Nehemia Shtrasler - Ha’aretz
"Je suis Hanna Weiss, originaire d’Italie, n° A5377. Je suis sortie vivante d’Auschwitz. J’ai le sentiment d’avoir triomphé. J’ai une vie riche et pleine. Chaque jour de ma vie est un jour de vacances".
Cette déclaration d’une survivante de la Shoa a résumé la semaine la plus importante du calendrier juif-israélien, la semaine qui s’écoule entre la commémoration de l’Holocauste et celle des soldats israéliens tombés au front. La semaine qui incarne la révolution sioniste : de l’Holocauste à la Résurrection.
Il est évident que ce ne sont pas les six millions de victimes de la Shoa qui ont créé l’Etat d’Israël, mais elles ont été pour Israël une sorte de gilet pare-balles pendant toutes ces années. Les milliers de personnes qui ont payé l’indépendance de leur vie, celles que nous allons commémorer la semaine prochaine, devraient être ajoutées à ces six millions.

****

- _Consigne_: Dans le texte, recopie le passage qui commence par "Nehemia Shtrasler - Ha’aretz" et se termine par "ces six millions.", en remplaçant "gilet pare-balles" par "bouclier". Les entrées qui suivent sont un matériau à part, sans lien avec le texte.

- _Entrées de données_:
****

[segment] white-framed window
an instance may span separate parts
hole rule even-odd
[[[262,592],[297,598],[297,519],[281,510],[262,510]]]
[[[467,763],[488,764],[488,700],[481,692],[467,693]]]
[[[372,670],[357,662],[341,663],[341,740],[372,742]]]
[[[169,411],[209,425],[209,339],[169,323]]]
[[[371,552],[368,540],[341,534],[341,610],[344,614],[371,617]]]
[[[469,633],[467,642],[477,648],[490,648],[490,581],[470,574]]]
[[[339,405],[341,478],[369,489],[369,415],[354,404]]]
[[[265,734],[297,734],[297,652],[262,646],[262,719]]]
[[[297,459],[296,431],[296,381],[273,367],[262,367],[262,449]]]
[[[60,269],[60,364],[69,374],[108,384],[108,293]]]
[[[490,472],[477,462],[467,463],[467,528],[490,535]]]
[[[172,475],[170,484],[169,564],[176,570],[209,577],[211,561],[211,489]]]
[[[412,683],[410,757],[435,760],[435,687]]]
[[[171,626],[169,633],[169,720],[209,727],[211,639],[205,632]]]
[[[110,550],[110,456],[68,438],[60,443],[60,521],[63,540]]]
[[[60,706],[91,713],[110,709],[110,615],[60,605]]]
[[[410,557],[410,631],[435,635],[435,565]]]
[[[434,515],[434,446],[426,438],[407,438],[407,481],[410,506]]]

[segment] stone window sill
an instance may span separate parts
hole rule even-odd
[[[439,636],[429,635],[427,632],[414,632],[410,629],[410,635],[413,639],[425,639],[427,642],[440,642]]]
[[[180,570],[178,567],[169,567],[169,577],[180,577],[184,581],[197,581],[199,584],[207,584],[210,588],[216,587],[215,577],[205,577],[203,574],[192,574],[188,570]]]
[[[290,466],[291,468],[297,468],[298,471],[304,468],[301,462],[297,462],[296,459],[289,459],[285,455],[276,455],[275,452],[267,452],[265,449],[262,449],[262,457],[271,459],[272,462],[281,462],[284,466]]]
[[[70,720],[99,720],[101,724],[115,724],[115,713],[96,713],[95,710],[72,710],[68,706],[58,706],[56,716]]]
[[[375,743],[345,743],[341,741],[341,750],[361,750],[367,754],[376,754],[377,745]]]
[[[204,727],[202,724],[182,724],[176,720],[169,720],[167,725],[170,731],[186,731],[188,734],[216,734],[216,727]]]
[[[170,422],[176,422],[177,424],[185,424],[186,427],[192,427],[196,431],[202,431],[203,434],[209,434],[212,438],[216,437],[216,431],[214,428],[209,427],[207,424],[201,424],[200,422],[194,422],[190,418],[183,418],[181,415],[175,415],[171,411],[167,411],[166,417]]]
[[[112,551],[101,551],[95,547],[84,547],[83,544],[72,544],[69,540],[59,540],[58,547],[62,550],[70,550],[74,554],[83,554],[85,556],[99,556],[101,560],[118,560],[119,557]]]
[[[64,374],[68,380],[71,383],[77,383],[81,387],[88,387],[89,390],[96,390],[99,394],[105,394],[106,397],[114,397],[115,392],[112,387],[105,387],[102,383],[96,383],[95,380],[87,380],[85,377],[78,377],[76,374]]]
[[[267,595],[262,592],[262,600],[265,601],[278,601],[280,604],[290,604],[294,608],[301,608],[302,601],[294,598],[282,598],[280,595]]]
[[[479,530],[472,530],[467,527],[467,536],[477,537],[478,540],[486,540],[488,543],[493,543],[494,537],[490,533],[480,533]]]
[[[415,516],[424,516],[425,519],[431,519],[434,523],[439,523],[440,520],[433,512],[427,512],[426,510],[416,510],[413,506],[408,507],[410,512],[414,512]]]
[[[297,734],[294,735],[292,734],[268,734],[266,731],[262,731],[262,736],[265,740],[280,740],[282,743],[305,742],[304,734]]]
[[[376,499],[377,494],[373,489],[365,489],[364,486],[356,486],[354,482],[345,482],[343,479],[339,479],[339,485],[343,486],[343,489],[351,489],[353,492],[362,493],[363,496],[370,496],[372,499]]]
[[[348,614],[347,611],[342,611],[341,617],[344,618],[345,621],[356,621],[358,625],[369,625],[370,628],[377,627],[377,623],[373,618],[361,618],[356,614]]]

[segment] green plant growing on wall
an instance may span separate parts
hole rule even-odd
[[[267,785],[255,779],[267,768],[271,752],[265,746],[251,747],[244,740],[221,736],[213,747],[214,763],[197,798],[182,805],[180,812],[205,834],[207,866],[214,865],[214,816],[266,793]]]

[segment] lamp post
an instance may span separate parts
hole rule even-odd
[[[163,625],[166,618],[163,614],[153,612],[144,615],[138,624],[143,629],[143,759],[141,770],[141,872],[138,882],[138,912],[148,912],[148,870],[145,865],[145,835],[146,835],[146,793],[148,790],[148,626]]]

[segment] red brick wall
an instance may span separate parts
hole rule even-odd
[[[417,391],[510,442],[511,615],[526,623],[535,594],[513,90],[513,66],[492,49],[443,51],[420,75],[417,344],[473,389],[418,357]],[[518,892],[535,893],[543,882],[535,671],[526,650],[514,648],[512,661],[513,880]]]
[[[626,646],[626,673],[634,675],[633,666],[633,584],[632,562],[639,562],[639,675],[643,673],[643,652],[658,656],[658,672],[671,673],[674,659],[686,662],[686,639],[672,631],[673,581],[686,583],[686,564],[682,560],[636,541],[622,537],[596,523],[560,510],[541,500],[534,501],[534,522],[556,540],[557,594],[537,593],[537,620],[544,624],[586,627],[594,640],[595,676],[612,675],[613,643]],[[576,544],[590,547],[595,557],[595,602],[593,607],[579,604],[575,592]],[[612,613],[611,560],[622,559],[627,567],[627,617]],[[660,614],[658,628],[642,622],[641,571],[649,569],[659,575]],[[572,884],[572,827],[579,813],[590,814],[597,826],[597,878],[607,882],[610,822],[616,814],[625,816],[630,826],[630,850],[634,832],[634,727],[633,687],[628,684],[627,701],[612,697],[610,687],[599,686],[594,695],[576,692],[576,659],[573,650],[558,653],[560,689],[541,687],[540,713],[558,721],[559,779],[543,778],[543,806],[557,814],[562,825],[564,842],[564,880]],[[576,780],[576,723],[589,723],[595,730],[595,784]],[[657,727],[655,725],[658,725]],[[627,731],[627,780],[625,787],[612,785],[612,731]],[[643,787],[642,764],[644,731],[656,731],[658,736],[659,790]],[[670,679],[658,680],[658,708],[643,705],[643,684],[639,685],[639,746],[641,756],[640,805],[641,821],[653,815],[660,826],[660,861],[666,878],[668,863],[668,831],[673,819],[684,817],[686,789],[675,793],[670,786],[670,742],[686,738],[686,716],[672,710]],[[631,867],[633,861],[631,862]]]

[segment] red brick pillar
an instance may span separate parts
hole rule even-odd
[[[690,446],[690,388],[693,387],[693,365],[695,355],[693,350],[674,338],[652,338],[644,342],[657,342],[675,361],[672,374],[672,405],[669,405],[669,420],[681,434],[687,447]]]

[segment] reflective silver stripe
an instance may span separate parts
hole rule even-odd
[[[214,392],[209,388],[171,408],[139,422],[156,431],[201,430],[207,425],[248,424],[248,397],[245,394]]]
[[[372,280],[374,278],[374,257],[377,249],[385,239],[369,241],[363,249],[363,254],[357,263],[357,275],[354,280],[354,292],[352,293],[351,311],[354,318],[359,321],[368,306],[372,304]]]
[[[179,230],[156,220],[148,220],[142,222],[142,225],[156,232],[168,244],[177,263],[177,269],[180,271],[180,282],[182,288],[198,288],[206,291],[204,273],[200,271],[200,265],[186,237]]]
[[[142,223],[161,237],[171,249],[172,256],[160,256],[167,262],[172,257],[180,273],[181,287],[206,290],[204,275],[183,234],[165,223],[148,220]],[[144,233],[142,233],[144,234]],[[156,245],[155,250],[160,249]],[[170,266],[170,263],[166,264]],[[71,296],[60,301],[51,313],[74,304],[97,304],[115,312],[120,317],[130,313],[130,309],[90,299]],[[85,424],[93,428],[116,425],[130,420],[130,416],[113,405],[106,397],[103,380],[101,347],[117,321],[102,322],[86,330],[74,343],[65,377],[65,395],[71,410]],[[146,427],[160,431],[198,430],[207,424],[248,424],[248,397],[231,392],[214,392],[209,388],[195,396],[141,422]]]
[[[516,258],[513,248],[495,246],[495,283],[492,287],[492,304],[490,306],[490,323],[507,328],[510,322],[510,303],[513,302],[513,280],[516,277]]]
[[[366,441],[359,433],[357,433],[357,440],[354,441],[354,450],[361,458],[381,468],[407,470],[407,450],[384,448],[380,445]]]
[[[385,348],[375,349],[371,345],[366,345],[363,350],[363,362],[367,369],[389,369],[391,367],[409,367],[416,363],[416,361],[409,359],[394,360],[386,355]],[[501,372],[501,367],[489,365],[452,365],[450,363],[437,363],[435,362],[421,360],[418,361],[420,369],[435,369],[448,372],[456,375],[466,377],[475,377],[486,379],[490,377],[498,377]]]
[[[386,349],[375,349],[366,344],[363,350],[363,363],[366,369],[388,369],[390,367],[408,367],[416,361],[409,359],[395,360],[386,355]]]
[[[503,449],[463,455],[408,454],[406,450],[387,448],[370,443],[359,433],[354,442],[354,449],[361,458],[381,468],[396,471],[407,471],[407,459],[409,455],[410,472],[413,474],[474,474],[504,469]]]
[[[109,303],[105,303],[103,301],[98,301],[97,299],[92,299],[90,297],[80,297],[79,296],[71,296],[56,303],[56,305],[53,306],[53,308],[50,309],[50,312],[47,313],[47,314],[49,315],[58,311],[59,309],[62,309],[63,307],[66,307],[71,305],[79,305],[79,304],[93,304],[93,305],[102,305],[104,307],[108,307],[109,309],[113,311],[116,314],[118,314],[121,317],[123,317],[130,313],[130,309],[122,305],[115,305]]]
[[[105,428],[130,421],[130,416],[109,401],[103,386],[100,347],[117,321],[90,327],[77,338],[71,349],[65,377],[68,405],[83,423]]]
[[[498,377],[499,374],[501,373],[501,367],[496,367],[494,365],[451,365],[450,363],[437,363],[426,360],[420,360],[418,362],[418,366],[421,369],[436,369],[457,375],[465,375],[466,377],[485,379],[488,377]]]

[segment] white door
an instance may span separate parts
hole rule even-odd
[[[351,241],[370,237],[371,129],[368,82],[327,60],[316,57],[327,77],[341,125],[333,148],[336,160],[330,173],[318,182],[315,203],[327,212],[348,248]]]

****

- _Réponse_:
Nehemia Shtrasler - Ha’aretz
"Je suis Hanna Weiss, originaire d’Italie, n° A5377. Je suis sortie vivante d’Auschwitz. J’ai le sentiment d’avoir triomphé. J’ai une vie riche et pleine. Chaque jour de ma vie est un jour de vacances".
Cette déclaration d’une survivante de la Shoa a résumé la semaine la plus importante du calendrier juif-israélien, la semaine qui s’écoule entre la commémoration de l’Holocauste et celle des soldats israéliens tombés au front. La semaine qui incarne la révolution sioniste : de l’Holocauste à la Résurrection.
Il est évident que ce ne sont pas les six millions de victimes de la Shoa qui ont créé l’Etat d’Israël, mais elles ont été pour Israël une sorte de bouclier pendant toutes ces années. Les milliers de personnes qui ont payé l’indépendance de leur vie, celles que nous allons commémorer la semaine prochaine, devraient être ajoutées à ces six millions.